Exercise instructions
Give back all of the data exactly as written.
+ + +
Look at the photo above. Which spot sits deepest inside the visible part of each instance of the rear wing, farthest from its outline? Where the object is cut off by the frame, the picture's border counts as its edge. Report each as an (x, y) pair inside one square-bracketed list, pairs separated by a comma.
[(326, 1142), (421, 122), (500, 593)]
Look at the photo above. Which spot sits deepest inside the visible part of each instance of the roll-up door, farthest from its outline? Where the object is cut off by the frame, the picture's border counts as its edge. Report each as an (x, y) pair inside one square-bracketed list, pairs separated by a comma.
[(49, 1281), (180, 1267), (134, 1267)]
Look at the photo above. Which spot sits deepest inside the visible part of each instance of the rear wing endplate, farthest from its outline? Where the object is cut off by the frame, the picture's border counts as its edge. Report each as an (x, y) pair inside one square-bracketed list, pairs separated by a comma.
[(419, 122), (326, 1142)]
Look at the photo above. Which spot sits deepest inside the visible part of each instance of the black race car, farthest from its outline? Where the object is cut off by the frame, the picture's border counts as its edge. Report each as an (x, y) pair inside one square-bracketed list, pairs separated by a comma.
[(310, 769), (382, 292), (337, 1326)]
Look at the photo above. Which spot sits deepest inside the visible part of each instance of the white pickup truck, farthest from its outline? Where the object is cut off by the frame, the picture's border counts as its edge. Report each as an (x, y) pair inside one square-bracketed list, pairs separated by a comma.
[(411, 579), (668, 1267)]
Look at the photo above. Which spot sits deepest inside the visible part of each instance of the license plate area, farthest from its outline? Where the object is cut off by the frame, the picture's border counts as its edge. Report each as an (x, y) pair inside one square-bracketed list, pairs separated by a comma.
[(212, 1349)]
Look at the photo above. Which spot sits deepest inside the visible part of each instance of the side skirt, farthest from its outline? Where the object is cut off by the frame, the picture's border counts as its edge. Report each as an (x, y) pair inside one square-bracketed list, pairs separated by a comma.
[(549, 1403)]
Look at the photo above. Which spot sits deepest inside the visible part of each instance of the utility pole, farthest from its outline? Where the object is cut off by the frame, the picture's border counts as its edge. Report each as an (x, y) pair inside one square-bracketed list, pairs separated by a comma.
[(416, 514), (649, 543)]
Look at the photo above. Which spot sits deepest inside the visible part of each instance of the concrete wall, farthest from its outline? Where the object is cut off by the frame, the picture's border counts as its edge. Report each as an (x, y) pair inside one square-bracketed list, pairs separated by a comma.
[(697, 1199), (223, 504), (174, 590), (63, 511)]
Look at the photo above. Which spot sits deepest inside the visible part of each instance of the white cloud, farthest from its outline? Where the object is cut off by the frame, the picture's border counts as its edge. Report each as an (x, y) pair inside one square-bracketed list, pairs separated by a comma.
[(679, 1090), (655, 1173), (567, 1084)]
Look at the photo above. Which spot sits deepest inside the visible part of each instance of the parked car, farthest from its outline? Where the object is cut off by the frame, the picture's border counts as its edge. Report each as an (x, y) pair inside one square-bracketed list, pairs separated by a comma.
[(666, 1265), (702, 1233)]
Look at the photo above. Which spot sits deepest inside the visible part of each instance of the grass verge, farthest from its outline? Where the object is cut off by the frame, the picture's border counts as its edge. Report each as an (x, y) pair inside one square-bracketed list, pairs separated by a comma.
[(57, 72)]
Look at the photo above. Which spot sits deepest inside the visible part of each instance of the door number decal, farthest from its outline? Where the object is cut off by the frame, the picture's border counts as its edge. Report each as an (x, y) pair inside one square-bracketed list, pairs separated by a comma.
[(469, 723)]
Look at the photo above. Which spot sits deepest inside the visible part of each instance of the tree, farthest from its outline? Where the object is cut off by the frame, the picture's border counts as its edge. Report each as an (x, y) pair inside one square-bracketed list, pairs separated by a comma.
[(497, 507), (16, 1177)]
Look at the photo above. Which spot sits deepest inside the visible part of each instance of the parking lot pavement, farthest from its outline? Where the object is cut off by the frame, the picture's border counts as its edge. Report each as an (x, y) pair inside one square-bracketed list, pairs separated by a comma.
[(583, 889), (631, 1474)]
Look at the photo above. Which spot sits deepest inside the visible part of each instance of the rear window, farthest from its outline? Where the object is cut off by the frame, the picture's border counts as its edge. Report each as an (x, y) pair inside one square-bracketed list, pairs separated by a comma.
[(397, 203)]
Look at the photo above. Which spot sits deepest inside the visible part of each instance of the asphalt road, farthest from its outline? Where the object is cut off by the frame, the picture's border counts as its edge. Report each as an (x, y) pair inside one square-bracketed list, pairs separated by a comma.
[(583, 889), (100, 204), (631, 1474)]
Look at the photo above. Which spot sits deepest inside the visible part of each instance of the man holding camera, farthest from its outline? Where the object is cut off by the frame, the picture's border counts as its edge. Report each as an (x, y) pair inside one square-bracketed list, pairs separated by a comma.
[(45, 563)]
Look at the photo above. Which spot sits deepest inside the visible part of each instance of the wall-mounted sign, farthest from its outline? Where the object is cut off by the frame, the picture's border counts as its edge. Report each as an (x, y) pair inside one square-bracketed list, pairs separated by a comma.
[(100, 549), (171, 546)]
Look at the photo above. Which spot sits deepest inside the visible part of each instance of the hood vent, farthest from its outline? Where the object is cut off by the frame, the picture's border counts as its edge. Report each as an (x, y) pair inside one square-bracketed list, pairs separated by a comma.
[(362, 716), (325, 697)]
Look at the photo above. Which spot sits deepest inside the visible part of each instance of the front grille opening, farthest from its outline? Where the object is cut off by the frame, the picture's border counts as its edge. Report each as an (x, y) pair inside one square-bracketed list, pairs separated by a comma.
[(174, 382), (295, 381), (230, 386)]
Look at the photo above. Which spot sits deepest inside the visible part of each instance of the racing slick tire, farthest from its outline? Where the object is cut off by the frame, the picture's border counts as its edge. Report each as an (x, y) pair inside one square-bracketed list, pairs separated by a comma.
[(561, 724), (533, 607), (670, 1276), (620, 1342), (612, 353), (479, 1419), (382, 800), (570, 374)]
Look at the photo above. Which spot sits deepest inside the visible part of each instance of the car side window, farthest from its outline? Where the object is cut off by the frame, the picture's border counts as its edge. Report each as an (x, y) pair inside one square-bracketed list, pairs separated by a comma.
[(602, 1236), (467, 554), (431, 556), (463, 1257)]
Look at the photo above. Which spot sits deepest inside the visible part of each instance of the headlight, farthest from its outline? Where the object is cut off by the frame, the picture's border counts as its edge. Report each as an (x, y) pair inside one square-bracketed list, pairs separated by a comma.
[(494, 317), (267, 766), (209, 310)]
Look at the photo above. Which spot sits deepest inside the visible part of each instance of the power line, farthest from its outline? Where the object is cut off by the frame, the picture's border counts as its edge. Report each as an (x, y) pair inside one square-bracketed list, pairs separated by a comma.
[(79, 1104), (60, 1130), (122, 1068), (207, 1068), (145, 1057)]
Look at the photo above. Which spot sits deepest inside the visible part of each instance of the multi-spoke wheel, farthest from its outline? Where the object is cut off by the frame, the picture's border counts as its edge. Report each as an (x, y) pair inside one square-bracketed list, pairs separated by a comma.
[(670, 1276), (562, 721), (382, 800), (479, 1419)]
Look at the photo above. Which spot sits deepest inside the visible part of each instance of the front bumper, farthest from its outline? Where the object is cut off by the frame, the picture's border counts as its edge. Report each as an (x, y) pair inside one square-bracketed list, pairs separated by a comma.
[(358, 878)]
+ + +
Response
Look at the photo above. Which spot sits deepest inside the visible part of each instance of the rear wing, farthest from its outline? Where the object is cut off by the frame, the picture's border counts as its edge. Report each as an (x, y) pair inside one square-bracketed list, pairs separated by a comma.
[(326, 1142), (421, 122), (500, 593)]
Look at the photo above. Which spot sits deepest inside the visible part of each instance of the roll-up door, farthest from its outline? Where the object is cut off by the frame, the picture's border counts as its edge. Report each as an (x, y) pair inside one square-bracketed list, pairs separated by a comma.
[(49, 1281), (180, 1267), (134, 1267)]
Look at the photo above. Which spot sits deepest inside the visible part of each instance of the rear wing endplate, farthest from its outline? Where the object is cut off by the frame, the picture's border counts as its edge. Report each as an (x, y) pair inside one square-bracketed list, pairs separated by a comma.
[(419, 122), (326, 1142)]
Look at the photo above. Which spot sits deepest inside the visible part of each instance of the black race car, farthest from its outline? Where the object is cut off by the frame, the picture's border counts as its edge. Report each as an (x, y) pair inside one square-bracketed list, pairs separated by a comma.
[(310, 769), (382, 292), (337, 1326)]
Look at the photo above. Which spot sits deepest inside the visible part of each instance of the white pickup truck, farthest from its outline? Where the object is cut off by the frame, the picture's border counts as its edge. Report each as an (x, y) pair inside one square-bracketed list, pairs separated by a comma.
[(411, 579), (668, 1267)]
Look at the photo above. Which spot sits deepest inside the visible part of each instance of the license plate area, farthest from its outline? Where the object is cut off by the frame, the picture's border counts as its edge. Report each as an (x, y) pair inside one square-bracketed list, pairs separated by a comma.
[(212, 1349)]
Look at the photo above. Which spot sits deepest inside the visible part of each instance of the side skirt, farthest from its outline? Where the object is cut off by the frame, the picture's border counts as its edge. Report each as an (x, y) pair inside one square-bracketed list, pairs separated by a comma.
[(549, 1403)]
Look at the photo above. Which spot sits deepest inside the visible part of each instance of the utility pole, farthest from its outline? Where the object is cut off by the frame, the picture's border counts as its edge. Report each as an (x, y) pair inside one square-bracketed list, pairs separated by a comma.
[(416, 514), (649, 543)]
Look at the photo above. Which spot sits deepest inside the visible part of each instance of the concrete wall, farthest from its outline? Where the object is cut off by the frame, the picture's border counts as its edge. Report each as an (x, y) pair inside one square-bracketed list, pairs separated by a comma.
[(697, 1199), (223, 504), (174, 590), (63, 511)]
Look at the photo above. Which spot sits deepest inside the visible part of each instance of the white cloud, farthest from its outline? Where the object is cut off by the frame, the picture's border counts as its edge. Report each as an (x, y) pair inside one square-bracketed list, pairs separated by a comma.
[(679, 1090), (655, 1173), (567, 1084)]
Look at the photo above. Which spot sits deepest inside the visible part of each instance of the parked car, farthest from its outline? Where the object is cut off by the frame, the picture's border counts as its edge. Report each as an (x, y) pair inside one square-bracketed list, pairs separated by a comma.
[(666, 1265), (702, 1233)]
Look at the photo above. Which spot sits deepest inside the visible part of each instance of the grass verge, farthest from its outline? Where the object is cut off by the frame, the picture's border counts as its edge. Report each as an (x, y) pair inside one square-bracketed list, pairs separated by a comma.
[(57, 72)]
Look at the photo above. Which spot sits deepest inside the visible part of each instance of the door number decal, farthest from its outline? Where the object is cut off by the frame, the picture's border counts as its edge. Report each as an (x, y) pair inside one square-bracketed list, pairs separated by a comma.
[(469, 723)]
Look at the photo above. Which spot sits deepest inside the visible part of each instance of the tree, farthest from its outline? Where the object is cut off by the frame, the picture's border counts as its edge. Report each as an (x, y) pair inside one square-bracketed list, pairs separated by a comma.
[(497, 507), (16, 1177)]
Look at the photo above. Which spot sits deepest inside the visible part of each instance of the parking lot pavement, farthest from its outline? Where the object is cut off by the frame, the picture's border counts as its edge. Report each as an (x, y) pair inside one square-bracketed list, pairs separated by a comma.
[(583, 889), (631, 1474)]
Look at the photo above. Which spot sits deepest inside the visible part of each instance of the rear window, farthest from its outline? Where the object is cut off by the frame, the picture's border counts as its edge. Report each as an (x, y) pair inside one square-bracketed list, pairs separated by a comma.
[(397, 203)]
Look at the photo above. Which spot sits deepest inside the visible part of each instance of the asphalt road, farthest from its outline? Where the object is cut off by the frame, the picture's border counts as its edge. Report each as an (x, y) pair inside one square-bracketed list, pairs separated by a comma.
[(583, 889), (100, 204), (631, 1474)]
Look at the photo above. Which spot sits deepest inside the visible part of each instance of the man holding camera, farthest from its outline? Where the object is cut off by the frame, the picture's border counts as its edge. Report each as an (x, y) pair inside one square-bracketed list, pairs separated by a comma.
[(45, 563)]
Look at the photo above. Which spot sits deepest inside the visible part of each instance of the wall-mounted sign, farthest from its outline? Where the object is cut off by the frame, the picture's border counts as its edge. Report each as an (x, y) pair inside one square-bracketed list, pairs separated by a comma.
[(100, 549), (171, 546)]
Look at the photo above. Which spot sits deepest inside the visible part of each instance of the hood vent, farthest from its outline? Where the object is cut off by the frame, the picture's border counts as its edge. Report each as an (x, y) pair inside one square-bracketed list, pairs separated by a comma.
[(362, 716), (325, 697)]
Look at the photo above. Which spot sits deepest inside the visible part of each instance of the front grille opening, farthest from its outline? Where the object is cut off by the frame, the picture's border counts as its edge. Report each as an (x, y) pair inside one square-bracketed list, pairs separated by a comma.
[(174, 382), (295, 381), (230, 386)]
Look at the photo above. Which spot sits deepest inside the visible part of each instance of the racing slick tire, farthest from its outline? Where the object is cut off by the frame, the picture's border counts as its edge. Report each as an (x, y) pair inside one square-bracketed list, pairs separated by a comma.
[(561, 724), (533, 607), (670, 1276), (620, 1342), (612, 353), (479, 1419), (382, 800), (570, 374)]
Look at the photo above. Which spot sits deepest inside the visible part of each instance of the car side window, farthest from its outline? Where the object is cut off by the frame, the picture's border counts as its edge. Report each as an (x, y) pair inside one square-bracketed list, pairs separated by a comma.
[(602, 1236), (467, 554), (431, 556), (463, 1257)]
Look at the photo above. Which spot sits deepest inside the visible part of each instance of the headlight, farthest from its outline? Where the object is cut off by the frame, the picture's border counts as its edge. Report each as an (x, y) pair inside one square-bracketed list, pairs separated by a comma.
[(494, 317), (267, 766), (209, 310)]
Look at the photo above. Which spot sits deepest inside the visible part of each instance of the power line, farthest from its outline? Where the object is cut off by the frame, the picture's border counts as its edge. Report each as an (x, y) pair inside one square-bracketed list, pairs separated by a comma.
[(79, 1104), (60, 1130), (122, 1068), (207, 1068), (145, 1057)]
Look at the photo above. Which spot sits deepest inside the visible part of each instance of the multi-spoke wheel, farthest from its outline? Where the object is cut off by the frame, the picture's border counts as its edge. Report each as an (x, y) pair inside one square-bracketed list, pairs separated by a comma.
[(670, 1276), (562, 721), (382, 800), (479, 1419)]
Look at the photo above. Which spot sits deepest inside the visible part of each instance of the front bumper, farthest from its outline? Where the object is cut off by the frame, the picture's border counts as its edge. Report each as an (x, y) pair inside one square-bracketed list, pairs separated by a comma.
[(358, 878)]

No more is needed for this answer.